== STATED EXERCISE ==
Copy the following data verbatim, from the first line to the last.

=-=-=-=-=

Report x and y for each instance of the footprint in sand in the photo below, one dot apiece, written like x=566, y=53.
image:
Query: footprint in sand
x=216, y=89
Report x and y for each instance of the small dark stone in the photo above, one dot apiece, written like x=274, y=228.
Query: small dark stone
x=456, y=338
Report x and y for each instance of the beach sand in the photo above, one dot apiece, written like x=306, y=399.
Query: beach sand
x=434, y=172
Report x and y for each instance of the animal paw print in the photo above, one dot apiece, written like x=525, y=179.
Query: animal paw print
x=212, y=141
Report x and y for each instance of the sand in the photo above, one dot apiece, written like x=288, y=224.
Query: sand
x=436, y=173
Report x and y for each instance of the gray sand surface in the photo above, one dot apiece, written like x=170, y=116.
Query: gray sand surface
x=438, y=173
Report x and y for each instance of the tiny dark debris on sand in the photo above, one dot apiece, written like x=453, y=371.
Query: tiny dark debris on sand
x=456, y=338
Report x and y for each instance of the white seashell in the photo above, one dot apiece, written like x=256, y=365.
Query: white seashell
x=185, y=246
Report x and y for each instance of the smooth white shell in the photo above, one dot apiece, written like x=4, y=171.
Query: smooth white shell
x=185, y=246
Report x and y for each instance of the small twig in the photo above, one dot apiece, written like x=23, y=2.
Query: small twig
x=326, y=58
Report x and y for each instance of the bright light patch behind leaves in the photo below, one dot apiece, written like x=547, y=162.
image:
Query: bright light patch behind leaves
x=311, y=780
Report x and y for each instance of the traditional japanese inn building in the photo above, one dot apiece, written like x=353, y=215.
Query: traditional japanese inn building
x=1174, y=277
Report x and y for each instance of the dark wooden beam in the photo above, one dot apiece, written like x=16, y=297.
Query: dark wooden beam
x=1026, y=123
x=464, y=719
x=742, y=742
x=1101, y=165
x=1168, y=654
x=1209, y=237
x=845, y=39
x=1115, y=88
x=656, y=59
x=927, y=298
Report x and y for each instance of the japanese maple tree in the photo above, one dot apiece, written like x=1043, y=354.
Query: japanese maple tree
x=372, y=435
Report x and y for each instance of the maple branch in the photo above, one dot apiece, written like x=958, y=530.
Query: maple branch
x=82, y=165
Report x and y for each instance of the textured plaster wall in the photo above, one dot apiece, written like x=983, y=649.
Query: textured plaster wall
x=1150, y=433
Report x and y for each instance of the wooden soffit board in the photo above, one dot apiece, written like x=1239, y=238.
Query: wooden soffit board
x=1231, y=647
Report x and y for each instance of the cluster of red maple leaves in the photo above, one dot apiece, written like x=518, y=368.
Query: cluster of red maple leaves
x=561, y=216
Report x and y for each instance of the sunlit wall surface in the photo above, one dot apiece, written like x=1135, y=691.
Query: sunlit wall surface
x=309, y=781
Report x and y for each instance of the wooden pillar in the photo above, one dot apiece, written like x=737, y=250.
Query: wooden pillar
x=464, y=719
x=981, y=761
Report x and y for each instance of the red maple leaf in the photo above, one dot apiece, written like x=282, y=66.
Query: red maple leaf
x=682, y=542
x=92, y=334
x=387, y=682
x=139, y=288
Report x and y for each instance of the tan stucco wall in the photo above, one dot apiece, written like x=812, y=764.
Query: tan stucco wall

=-=-=-=-=

== RESPONSE FOR THIS EXERCISE ==
Report x and y for each instance of the footprint in sand in the photo below, one dot apiece, written like x=566, y=53.
image:
Query: footprint in sand
x=216, y=89
Report x and y for each instance of the small dark stone in the photo above, one dot apiece, written like x=274, y=228.
Query: small dark stone
x=456, y=338
Report x and y for each instance of the beach sand in the photo above, one dot apiece, written like x=306, y=399.
Query: beach sand
x=434, y=172
Report x and y for each instance of the animal paw print in the photo above, one dot apiece, written like x=525, y=179.
Query: animal paw print
x=212, y=141
Report x and y for each instance of the sand in the photo above, one dot apiece, written like x=288, y=224.
Query: sand
x=436, y=173
Report x and y for each instance of the gray sand surface in the photo above, one dot apiece, written like x=170, y=116.
Query: gray sand surface
x=438, y=173
Report x and y for each instance of the tiny dark debris on sand in the photo above, one dot apiece, written like x=453, y=371.
Query: tiny dark debris on sand
x=456, y=338
Report x and y for each instance of the white seashell in the photo above, one dot apiece, written like x=256, y=365.
Query: white seashell
x=185, y=246
Report x and y for each instance of the smooth white shell in the photo above, one dot apiece, written like x=4, y=171.
Query: smooth white shell
x=185, y=246
Report x and y for each instance of the small twig in the photo above, one dot apiece, written like x=23, y=2.
Query: small twig
x=326, y=58
Report x and y for each instance of the bright light patch behind leaves in the photo below, one dot apiece, written like x=547, y=162.
image:
Query: bright light patch behind leaves
x=311, y=780
Report x and y for each instance of the traditional japanese inn building in the photo above, one dot apiece, written like x=353, y=215.
Query: traditional japanese inn building
x=1174, y=277
Report x and y for each instance of the dark wooden beam in the photo above, one dot apiece, written like x=16, y=297.
Query: dark wooden beam
x=1026, y=123
x=464, y=719
x=742, y=742
x=1101, y=165
x=1168, y=654
x=1209, y=237
x=845, y=39
x=1115, y=88
x=656, y=59
x=927, y=298
Report x and y for each instance of the japanese maple tree in the photo above, one dot apiece, written like x=1043, y=354.
Query: japanese maple tree
x=372, y=435
Report x and y for each instance of the maple branch in the photo above, one dot apiece, written like x=958, y=530.
Query: maple branch
x=82, y=165
Report x and y for each instance of the textured plaster wall in the photo above, one dot apiece, written like x=983, y=649.
Query: textured plaster wall
x=1150, y=433
Report x and y for each instance of the wooden soffit board in the photo above, one dot apiece, written like x=1239, y=238.
Query: wooden soffit board
x=1231, y=647
Report x and y for each instance of the cluster of red maple leaves in the photo above, one dot apiece, written like x=518, y=368.
Query: cluster of red maple leaves
x=561, y=216
Report x and y for each instance of the sunlit wall surface in the photo above, one dot apiece, written like x=1135, y=691.
Query: sunlit wall surface
x=309, y=781
Report x and y for each instance of the wooden pillar in the photo above, one dot apiece, written like x=737, y=250.
Query: wooden pillar
x=464, y=719
x=981, y=761
Report x and y for each instance of the red maple leaf in the photo above, one dot apiece, written like x=282, y=66.
Query: red maple leaf
x=682, y=542
x=92, y=334
x=387, y=682
x=139, y=288
Report x and y for each instance of the tan stucco wall in the photo above, one dot apiece, written like x=812, y=764.
Query: tan stucco wall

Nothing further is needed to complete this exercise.